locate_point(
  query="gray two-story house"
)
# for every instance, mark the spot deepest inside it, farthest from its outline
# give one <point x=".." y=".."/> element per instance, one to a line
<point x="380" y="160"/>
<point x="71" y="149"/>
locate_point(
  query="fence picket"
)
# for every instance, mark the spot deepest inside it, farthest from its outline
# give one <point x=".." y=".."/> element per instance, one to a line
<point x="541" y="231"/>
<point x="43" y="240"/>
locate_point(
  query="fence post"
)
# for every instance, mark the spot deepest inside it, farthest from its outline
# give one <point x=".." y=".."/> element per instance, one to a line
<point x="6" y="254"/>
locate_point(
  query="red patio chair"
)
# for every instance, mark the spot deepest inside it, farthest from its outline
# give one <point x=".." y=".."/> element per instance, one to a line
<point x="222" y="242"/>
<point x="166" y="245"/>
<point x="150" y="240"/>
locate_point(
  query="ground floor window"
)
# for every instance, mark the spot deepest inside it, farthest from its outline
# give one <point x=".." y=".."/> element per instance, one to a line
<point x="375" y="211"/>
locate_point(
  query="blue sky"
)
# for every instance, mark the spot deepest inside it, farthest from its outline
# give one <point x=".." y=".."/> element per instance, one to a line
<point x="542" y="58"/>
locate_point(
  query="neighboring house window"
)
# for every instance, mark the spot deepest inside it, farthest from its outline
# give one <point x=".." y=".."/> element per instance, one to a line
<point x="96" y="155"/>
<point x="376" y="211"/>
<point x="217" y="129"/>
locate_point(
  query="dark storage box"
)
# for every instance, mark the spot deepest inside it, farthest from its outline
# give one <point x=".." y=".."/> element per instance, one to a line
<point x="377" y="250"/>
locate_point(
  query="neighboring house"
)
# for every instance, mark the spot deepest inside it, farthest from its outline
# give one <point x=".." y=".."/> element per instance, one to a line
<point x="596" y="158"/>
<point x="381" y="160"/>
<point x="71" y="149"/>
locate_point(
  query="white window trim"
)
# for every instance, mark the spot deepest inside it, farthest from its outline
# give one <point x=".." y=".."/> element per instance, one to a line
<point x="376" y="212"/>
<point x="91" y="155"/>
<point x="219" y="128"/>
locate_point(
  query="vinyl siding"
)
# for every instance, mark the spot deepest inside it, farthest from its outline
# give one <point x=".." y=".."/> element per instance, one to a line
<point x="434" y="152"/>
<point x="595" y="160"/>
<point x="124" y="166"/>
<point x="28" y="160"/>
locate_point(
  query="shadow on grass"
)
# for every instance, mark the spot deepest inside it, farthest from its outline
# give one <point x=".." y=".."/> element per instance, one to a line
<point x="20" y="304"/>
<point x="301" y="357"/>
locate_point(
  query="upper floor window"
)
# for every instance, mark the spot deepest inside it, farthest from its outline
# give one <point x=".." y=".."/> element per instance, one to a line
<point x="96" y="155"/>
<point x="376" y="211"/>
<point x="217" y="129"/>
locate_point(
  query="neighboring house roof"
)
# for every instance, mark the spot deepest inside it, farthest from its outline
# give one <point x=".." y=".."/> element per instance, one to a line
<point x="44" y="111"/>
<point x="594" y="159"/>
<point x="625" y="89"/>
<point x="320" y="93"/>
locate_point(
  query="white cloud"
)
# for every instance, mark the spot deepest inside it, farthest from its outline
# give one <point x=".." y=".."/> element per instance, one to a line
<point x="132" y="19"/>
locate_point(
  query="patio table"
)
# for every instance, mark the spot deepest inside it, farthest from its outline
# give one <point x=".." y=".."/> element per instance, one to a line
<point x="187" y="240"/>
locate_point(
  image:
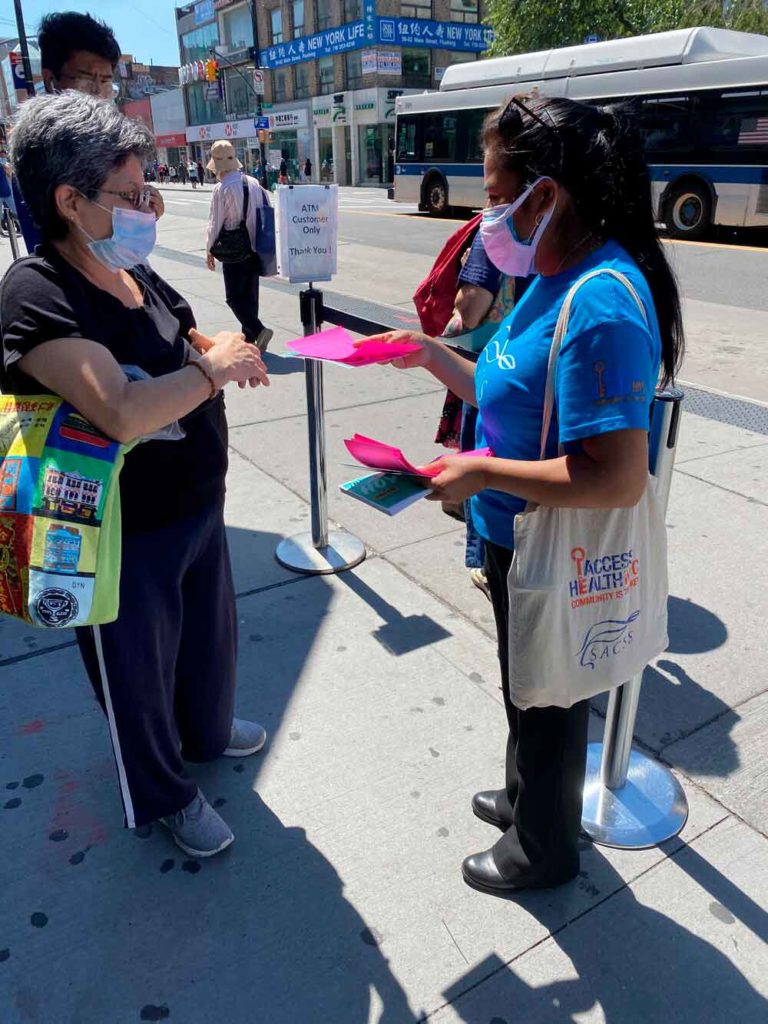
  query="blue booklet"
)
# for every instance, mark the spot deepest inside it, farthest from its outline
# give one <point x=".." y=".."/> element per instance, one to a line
<point x="388" y="493"/>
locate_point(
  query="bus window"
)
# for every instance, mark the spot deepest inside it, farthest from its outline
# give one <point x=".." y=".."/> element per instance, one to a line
<point x="439" y="136"/>
<point x="737" y="121"/>
<point x="407" y="138"/>
<point x="472" y="128"/>
<point x="667" y="124"/>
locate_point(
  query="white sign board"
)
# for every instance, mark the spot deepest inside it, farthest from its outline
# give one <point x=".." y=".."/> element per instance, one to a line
<point x="307" y="231"/>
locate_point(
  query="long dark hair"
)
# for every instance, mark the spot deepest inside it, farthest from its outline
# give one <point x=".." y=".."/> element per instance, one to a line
<point x="597" y="154"/>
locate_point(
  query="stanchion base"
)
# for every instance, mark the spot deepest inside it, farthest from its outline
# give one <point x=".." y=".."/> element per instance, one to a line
<point x="342" y="552"/>
<point x="649" y="808"/>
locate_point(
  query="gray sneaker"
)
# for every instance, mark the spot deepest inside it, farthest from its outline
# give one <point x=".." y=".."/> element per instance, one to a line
<point x="265" y="336"/>
<point x="246" y="738"/>
<point x="198" y="829"/>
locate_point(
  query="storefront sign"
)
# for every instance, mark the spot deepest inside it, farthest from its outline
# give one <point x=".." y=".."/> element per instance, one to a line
<point x="172" y="138"/>
<point x="307" y="231"/>
<point x="322" y="44"/>
<point x="288" y="119"/>
<point x="392" y="31"/>
<point x="204" y="11"/>
<point x="441" y="35"/>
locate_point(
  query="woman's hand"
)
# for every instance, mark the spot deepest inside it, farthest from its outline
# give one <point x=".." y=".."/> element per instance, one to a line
<point x="230" y="357"/>
<point x="420" y="358"/>
<point x="459" y="478"/>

■ ■ ■ ■ ■ ■ ■

WORK INSTRUCTIONS
All entries are to be retyped exactly. Omit any embedded images.

WORKED SOLUTION
locate_point(
  query="gray two-story house"
)
# for every instance, mark the spot deepest inside it, farthest from its outline
# give one <point x=".." y=".."/> element per instance, one to a line
<point x="380" y="160"/>
<point x="71" y="149"/>
locate_point(
  query="fence picket"
)
# for every instance, mark the spot deepest inside it, farthest from its outline
# give one <point x=".." y=".."/> element per instance, one to a line
<point x="541" y="231"/>
<point x="43" y="240"/>
locate_point(
  query="fence post"
)
# for every instance, mark the spot deepest inside it, farthest from its outline
# give one <point x=".." y=".."/> element per instance, one to a line
<point x="6" y="254"/>
locate_point(
  query="red patio chair"
)
# for every instance, mark the spot deepest inside it, farthest from its outline
# give one <point x=".." y=".."/> element per instance, one to a line
<point x="222" y="242"/>
<point x="166" y="245"/>
<point x="150" y="240"/>
locate_point(
  query="ground floor window"
)
# for every instance, mark the spot deepest inside it, farthest from its outline
# give one <point x=".." y=".."/> element per instance, one to a line
<point x="375" y="211"/>
locate_point(
  query="blue sky"
)
# for every instance, mark the spot deepest inside it, farthest from its outline
# give one <point x=".." y=".."/> element per instance, one to a line
<point x="542" y="58"/>
locate_point(
  query="neighboring house window"
)
# for every instance, mark the spot deepest inside it, farthest from its outline
# give one <point x=".." y=".."/> element per instance, one to a line
<point x="96" y="155"/>
<point x="376" y="211"/>
<point x="217" y="129"/>
locate_point(
  query="dark storage box"
)
# for every instance, mark the spot deepest inside it, farthest from its outline
# give one <point x=".." y=".."/> element per instance, one to a line
<point x="377" y="250"/>
locate_point(
  query="neighboring house"
)
# for every instance, mark the spot deepest inside it, farthest from its outline
# give one <point x=".." y=".."/> element per instance, one to a line
<point x="596" y="158"/>
<point x="381" y="160"/>
<point x="71" y="149"/>
locate_point(
  query="white window trim"
)
# for every instance, mark the spot deepest inside it, farthest from its outline
# give one <point x=".." y=".."/> element per instance, one to a line
<point x="376" y="212"/>
<point x="91" y="155"/>
<point x="219" y="128"/>
locate_point(
  query="vinyl siding"
)
# for every instance, mark the spot deepest inside it, farthest from its outline
# give one <point x=".." y=".."/> element per instance, one to a line
<point x="434" y="152"/>
<point x="595" y="160"/>
<point x="124" y="166"/>
<point x="28" y="160"/>
locate_point(
  query="shadow on grass"
)
# for every instance, mark the spot deepest inside it, farthest from its outline
# give one <point x=".." y=".."/> element per instance, one to a line
<point x="20" y="304"/>
<point x="301" y="357"/>
locate_point(
  query="upper floor window"
)
# for every instance, mark the spot deepest inside it, farthest from its outline
# give one <point x=".." y=".."/> element per instance, one to a line
<point x="96" y="155"/>
<point x="376" y="211"/>
<point x="217" y="129"/>
locate_point(
  query="neighboring house roof"
)
# for every instance, mark the spot deepest inside it, farthest from its outline
# give one <point x=".." y=".."/> element per instance, one to a line
<point x="44" y="111"/>
<point x="594" y="159"/>
<point x="625" y="89"/>
<point x="320" y="93"/>
locate_point(
  query="white cloud"
)
# for every instance, mark the spot deepest inside it, farthest from its outline
# give one <point x=".." y=".."/> element per instance, one to a line
<point x="132" y="19"/>
locate_point(
  query="patio table"
)
# for every instance, mark the spot deepest inside it, farthest from its outline
# give one <point x=".." y=".."/> element per instance, one to a line
<point x="187" y="240"/>
locate_point(
  image:
  query="blue booklet"
)
# for every instance, mark the spot deepest inside it, farthest from its outline
# give one <point x=".." y=".."/> element per instance, one to a line
<point x="388" y="493"/>
locate_point(
  query="bus window"
)
# for every instance, mark the spot deepest inside it, farthest from its outline
# give one <point x=".." y=".."/> element per instance, one to a line
<point x="439" y="136"/>
<point x="737" y="121"/>
<point x="407" y="138"/>
<point x="472" y="128"/>
<point x="667" y="124"/>
locate_point(
  query="white sign board"
)
# for every instance, mark the spot deepest inside it, farthest from its outline
# give one <point x=".." y=".."/> element per instance, one to a line
<point x="307" y="231"/>
locate_point(
  query="long dark hair"
)
# for every instance, mark the spot deepest inside it, farthest from its outline
# give one <point x=".." y=".."/> element per instance, one to a line
<point x="597" y="154"/>
locate_point(
  query="stanchion base"
)
# for every instance, mark the spot deepest inside it, farthest from its outline
# give one <point x=".." y=".."/> element per instance, one to a line
<point x="342" y="552"/>
<point x="649" y="808"/>
locate_point(
  query="gray sneaker"
)
# for every instance, mark the spot deepest inside it, farthest from its outline
# give one <point x=".." y=".."/> element per instance, one to a line
<point x="265" y="336"/>
<point x="246" y="738"/>
<point x="198" y="829"/>
locate_point(
  query="storefront sign"
)
# for every instance, mark the spot deepest inside it, farthest from its outline
# give one <point x=".." y=".."/> element per instance, one to a line
<point x="172" y="138"/>
<point x="307" y="231"/>
<point x="322" y="44"/>
<point x="288" y="119"/>
<point x="392" y="31"/>
<point x="204" y="11"/>
<point x="441" y="35"/>
locate_point(
  query="woman's hand"
)
# for every instance, mark the spot deepest inside it, farthest from its outline
# give one <point x=".." y=".."/> element per instance, one to a line
<point x="230" y="357"/>
<point x="420" y="358"/>
<point x="459" y="478"/>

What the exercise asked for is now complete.